■ JOB ■
Collect every row below that contains the word "pole" and copy each one in full.

^^^^

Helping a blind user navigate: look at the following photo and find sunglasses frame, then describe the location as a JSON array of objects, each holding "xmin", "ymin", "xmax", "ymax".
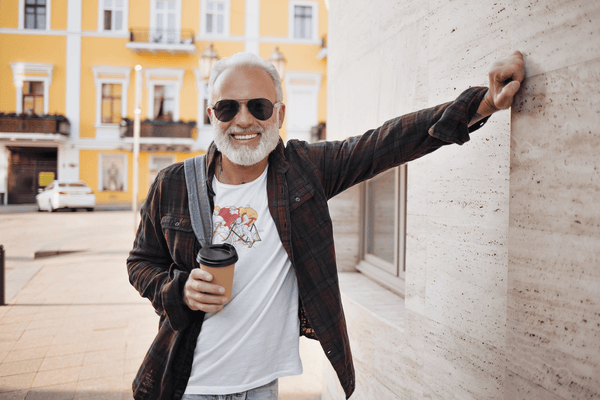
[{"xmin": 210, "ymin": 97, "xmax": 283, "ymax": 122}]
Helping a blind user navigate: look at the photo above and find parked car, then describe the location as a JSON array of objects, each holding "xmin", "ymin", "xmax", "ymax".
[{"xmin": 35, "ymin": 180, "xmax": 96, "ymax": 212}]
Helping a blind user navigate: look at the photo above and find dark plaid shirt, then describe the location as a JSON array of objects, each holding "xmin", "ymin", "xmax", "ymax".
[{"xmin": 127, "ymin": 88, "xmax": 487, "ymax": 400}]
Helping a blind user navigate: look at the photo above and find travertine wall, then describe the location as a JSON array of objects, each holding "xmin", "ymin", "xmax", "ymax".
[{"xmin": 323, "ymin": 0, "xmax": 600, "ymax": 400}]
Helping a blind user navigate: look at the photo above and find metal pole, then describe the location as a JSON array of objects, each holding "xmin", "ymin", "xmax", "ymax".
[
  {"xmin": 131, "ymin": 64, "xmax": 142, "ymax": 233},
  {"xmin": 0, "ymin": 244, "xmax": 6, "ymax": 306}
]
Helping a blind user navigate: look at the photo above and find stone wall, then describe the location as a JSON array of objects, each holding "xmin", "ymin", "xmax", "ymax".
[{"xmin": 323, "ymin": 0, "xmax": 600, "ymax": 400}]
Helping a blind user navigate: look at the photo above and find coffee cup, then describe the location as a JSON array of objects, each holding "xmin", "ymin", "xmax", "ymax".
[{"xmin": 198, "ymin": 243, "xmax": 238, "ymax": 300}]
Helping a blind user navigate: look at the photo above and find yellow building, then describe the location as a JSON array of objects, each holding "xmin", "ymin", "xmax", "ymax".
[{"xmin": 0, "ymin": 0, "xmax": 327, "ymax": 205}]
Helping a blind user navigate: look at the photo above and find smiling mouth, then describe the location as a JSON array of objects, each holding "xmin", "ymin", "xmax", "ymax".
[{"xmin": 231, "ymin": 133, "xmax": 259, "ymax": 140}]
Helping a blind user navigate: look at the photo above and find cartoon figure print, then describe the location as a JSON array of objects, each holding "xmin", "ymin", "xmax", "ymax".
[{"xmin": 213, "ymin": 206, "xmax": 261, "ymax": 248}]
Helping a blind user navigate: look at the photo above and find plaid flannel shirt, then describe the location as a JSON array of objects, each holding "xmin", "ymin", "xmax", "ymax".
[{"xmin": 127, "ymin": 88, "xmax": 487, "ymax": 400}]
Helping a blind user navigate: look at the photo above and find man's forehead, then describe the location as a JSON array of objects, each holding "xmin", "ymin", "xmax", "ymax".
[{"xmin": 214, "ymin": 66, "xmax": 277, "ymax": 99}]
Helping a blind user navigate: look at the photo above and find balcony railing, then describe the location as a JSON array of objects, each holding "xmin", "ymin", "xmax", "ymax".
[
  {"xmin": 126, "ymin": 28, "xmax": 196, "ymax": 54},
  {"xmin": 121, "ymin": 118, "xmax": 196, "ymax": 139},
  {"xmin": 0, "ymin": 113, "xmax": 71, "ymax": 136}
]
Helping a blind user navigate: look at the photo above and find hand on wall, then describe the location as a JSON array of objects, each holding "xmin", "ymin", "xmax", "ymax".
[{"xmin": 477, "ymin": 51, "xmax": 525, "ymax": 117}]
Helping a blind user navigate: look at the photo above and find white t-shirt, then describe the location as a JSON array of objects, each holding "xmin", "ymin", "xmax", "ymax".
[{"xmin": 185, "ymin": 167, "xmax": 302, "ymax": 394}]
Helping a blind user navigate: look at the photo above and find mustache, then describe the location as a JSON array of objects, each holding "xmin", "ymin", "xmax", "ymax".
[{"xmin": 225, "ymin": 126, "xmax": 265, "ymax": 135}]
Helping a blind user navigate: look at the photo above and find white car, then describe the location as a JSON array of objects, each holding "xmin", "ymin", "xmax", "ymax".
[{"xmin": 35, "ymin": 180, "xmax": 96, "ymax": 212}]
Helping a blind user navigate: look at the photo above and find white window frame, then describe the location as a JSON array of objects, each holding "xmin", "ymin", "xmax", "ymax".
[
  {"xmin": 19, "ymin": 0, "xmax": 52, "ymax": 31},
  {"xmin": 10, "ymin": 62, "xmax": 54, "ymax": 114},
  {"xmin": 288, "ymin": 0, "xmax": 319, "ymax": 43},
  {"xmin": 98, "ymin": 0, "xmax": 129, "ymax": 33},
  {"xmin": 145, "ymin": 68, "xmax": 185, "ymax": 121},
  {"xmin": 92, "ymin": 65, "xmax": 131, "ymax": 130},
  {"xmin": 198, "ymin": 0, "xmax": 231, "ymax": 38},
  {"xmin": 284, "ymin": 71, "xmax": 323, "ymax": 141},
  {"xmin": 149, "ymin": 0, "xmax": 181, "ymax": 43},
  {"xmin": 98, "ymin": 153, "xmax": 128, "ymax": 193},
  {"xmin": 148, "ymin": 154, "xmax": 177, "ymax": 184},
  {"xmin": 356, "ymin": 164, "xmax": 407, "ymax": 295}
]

^^^^

■ FULL RESPONSE ■
Helping a blind user navigate: look at the photo above and find metal pole, then describe the location as a JSON array of objects, each holding "xmin", "ymin", "xmax", "ymax".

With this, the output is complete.